> WRITTEN REQUEST:
Please count how many lines of the listing below contain the string "camera", and reply with the number only.

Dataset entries
— Begin —

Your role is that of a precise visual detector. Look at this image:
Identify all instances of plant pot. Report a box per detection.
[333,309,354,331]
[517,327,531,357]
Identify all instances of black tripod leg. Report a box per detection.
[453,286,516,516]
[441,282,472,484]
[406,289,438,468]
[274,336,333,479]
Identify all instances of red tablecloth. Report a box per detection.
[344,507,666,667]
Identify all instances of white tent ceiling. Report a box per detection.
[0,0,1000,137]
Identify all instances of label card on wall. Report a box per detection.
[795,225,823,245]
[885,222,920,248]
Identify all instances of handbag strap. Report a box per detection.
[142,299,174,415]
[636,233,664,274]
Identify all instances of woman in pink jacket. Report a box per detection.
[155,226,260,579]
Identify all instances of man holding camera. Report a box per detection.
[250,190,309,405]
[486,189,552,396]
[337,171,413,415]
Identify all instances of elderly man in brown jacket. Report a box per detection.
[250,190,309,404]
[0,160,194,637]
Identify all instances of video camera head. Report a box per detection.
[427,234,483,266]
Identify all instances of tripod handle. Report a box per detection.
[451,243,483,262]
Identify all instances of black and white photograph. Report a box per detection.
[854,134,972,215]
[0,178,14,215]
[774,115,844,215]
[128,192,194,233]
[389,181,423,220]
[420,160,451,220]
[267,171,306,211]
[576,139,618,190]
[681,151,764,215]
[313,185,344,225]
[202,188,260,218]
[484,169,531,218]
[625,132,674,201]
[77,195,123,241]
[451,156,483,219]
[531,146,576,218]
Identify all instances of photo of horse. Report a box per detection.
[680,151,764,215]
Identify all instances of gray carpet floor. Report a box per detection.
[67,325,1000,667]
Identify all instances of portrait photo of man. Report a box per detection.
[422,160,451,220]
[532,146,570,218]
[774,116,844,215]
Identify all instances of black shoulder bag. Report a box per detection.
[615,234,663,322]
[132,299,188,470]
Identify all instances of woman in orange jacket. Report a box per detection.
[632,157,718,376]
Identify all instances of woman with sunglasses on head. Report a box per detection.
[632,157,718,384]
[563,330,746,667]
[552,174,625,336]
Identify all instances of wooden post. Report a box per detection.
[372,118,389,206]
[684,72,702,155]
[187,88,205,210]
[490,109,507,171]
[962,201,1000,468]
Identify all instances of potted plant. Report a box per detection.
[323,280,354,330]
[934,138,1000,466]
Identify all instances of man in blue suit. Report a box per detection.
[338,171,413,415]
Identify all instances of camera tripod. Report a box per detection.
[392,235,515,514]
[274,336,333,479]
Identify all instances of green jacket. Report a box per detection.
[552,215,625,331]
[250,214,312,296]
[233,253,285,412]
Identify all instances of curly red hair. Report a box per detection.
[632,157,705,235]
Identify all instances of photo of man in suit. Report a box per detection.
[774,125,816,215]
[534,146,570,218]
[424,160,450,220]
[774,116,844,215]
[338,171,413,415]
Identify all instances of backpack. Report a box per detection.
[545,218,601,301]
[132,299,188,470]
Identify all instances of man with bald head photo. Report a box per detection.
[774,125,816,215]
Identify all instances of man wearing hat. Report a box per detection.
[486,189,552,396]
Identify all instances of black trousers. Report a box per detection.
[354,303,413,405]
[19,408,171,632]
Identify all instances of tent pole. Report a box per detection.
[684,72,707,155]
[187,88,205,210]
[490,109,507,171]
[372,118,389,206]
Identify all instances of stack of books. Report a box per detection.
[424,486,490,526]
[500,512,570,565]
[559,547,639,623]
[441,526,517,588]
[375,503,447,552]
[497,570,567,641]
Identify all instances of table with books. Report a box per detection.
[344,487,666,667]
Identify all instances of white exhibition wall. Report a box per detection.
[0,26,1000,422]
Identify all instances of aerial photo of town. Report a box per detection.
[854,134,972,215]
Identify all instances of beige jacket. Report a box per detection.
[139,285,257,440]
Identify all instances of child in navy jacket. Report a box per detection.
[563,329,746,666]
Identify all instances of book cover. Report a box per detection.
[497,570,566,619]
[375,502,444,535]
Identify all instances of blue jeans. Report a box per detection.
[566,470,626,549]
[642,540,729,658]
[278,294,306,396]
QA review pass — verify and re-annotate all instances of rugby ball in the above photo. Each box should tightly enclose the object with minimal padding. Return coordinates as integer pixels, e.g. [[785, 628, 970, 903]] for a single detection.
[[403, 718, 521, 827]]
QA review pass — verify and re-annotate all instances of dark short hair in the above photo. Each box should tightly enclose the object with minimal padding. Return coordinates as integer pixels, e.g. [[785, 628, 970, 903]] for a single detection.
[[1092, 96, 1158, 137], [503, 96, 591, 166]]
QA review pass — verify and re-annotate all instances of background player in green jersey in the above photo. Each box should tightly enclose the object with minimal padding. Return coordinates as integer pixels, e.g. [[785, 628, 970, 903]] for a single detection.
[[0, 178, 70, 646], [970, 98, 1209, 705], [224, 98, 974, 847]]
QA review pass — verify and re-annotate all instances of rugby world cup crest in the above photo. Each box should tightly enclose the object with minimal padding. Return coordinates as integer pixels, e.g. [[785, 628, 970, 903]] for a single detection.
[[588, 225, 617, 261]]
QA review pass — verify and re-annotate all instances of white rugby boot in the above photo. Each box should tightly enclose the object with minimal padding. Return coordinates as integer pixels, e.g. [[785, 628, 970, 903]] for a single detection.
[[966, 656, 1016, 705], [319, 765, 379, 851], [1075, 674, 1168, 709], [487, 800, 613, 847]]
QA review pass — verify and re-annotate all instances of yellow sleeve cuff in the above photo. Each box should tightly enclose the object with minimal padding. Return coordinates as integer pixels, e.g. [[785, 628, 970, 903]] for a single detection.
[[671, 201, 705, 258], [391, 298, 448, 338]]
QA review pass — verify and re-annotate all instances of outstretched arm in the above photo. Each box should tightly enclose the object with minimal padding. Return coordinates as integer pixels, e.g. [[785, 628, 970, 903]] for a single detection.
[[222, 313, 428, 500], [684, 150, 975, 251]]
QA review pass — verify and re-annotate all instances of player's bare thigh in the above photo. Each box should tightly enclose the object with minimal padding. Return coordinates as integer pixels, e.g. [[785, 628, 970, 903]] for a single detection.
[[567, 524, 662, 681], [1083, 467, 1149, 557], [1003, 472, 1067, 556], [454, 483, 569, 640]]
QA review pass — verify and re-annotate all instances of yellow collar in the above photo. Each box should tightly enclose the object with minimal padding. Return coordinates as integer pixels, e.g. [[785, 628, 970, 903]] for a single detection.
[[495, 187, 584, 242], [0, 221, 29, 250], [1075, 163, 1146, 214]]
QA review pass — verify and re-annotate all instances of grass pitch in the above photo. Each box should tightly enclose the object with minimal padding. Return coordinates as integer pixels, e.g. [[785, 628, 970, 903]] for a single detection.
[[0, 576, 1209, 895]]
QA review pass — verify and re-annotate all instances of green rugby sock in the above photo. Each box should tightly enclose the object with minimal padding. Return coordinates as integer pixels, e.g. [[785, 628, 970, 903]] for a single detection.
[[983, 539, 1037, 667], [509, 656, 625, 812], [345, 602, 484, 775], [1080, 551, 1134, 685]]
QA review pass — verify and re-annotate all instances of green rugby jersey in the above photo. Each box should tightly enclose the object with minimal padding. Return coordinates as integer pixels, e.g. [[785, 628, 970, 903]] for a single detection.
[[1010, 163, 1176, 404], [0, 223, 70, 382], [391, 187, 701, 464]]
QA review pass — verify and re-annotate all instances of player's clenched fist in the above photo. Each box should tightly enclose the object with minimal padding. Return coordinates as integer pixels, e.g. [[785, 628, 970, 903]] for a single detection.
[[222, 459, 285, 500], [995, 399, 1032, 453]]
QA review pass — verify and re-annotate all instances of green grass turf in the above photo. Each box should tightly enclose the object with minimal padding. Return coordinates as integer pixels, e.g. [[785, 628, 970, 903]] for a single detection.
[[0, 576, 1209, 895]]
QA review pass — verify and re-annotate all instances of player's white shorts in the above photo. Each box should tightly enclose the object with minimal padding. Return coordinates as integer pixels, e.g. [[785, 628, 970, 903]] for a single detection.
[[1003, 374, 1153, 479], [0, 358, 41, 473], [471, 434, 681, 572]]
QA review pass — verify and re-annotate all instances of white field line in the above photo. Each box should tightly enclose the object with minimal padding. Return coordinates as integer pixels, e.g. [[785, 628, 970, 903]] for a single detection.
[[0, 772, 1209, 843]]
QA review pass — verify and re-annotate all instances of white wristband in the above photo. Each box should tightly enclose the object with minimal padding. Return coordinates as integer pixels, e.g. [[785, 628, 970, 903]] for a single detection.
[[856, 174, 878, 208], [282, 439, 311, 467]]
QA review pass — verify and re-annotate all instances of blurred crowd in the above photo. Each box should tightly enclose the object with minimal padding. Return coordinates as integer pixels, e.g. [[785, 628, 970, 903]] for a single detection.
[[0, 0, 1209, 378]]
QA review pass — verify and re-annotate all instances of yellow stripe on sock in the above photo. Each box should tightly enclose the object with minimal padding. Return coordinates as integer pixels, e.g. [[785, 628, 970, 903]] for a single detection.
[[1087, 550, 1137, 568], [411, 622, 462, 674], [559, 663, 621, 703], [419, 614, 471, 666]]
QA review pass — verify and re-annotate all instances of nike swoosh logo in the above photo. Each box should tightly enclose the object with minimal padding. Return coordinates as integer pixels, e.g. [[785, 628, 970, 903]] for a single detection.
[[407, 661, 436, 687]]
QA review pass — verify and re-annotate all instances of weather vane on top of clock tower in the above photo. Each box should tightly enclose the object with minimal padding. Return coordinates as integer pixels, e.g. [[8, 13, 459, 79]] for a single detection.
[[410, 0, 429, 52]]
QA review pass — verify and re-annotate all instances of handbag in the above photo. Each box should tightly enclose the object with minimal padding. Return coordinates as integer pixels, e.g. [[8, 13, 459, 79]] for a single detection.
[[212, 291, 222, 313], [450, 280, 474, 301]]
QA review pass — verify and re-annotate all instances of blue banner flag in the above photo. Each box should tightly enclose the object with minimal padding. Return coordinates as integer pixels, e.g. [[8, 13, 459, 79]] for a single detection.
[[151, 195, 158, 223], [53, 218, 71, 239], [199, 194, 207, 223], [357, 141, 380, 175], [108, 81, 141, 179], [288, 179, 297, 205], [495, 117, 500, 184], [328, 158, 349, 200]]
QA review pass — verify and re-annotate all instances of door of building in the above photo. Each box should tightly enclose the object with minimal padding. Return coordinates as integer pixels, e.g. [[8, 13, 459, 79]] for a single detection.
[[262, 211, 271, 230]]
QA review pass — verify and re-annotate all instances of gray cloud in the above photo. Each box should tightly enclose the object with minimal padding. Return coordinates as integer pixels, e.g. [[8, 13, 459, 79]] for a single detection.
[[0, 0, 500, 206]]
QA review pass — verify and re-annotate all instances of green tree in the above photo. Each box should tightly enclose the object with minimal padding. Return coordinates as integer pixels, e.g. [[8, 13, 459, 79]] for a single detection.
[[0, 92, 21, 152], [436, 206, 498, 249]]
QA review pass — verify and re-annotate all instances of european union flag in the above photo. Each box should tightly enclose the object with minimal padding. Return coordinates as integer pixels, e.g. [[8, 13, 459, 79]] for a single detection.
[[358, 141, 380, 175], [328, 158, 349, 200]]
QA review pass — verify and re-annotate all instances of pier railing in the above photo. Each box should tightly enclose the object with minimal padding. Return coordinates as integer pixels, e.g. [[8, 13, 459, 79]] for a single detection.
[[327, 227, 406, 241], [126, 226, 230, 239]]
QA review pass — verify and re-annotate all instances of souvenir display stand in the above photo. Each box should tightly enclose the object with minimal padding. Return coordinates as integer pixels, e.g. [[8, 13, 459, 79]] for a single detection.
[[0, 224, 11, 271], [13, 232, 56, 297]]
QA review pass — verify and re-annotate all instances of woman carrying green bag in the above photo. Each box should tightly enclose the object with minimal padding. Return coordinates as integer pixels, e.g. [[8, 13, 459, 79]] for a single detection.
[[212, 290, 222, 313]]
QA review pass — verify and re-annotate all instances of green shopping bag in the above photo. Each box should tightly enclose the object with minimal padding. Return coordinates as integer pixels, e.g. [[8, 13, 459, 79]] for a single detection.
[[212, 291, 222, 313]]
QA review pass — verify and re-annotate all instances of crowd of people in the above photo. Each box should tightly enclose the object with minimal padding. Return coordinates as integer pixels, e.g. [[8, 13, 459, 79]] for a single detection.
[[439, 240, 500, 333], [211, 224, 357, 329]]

— End —

> WORKED SOLUTION:
3